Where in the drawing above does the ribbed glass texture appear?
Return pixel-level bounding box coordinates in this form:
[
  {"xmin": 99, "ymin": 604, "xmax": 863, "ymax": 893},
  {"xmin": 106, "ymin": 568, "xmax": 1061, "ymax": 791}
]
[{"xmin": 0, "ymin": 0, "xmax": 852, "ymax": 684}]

§ **DIRECTION**
Please reproduce every line of the listing above, requests included, scaling each bounding box coordinate in the answer by 1.55 and rounding to the nearest whole number, with halves rounded up. Leave the numbers in the requests and their format samples as they are.

§ **FULL RESPONSE**
Where in the drawing above does the ribbed glass texture appear?
Return pixel-level bounding box coordinates in this form:
[
  {"xmin": 99, "ymin": 604, "xmax": 863, "ymax": 893},
  {"xmin": 106, "ymin": 568, "xmax": 1061, "ymax": 791}
]
[{"xmin": 0, "ymin": 0, "xmax": 1321, "ymax": 1060}]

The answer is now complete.